### Short task
Put the rows below, from the line containing "reflection for treatment mapping." through the last line of the rows, into a Markdown table with two columns: No. and Line. Number each line and leave out any blank lines.
--- Start of Dataset records ---
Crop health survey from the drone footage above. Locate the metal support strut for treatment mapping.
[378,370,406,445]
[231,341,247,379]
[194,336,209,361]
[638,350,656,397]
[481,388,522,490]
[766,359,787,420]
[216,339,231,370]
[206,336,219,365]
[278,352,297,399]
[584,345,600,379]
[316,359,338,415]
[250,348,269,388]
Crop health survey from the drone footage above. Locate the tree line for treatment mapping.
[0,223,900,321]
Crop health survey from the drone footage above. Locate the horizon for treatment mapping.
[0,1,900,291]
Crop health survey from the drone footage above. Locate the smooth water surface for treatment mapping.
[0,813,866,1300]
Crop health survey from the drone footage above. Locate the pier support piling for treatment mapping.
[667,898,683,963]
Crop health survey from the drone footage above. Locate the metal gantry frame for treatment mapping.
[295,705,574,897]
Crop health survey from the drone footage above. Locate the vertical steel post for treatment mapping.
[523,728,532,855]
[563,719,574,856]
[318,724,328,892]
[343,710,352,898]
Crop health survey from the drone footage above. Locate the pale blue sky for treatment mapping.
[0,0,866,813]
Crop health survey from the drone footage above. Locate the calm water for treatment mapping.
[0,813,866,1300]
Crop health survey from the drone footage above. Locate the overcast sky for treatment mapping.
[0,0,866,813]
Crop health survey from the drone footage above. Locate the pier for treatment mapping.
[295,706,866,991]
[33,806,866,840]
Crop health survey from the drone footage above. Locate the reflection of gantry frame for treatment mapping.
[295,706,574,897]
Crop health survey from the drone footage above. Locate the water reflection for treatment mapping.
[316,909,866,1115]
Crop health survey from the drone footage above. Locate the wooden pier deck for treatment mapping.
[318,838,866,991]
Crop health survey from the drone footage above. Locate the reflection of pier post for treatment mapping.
--- End of Dataset records ---
### Final result
| No. | Line |
|---|---|
| 1 | Crop health survey from the drone footage above. Locate the water reflection for treatment mapping. |
| 2 | [316,909,866,1115] |
| 3 | Crop health survey from the drone footage above. Locate the wooden pier deck for treatment mapping. |
| 4 | [318,838,866,991] |
| 5 | Crop health survey from the drone footage above. Locate the reflection of pier post for treatment mapping. |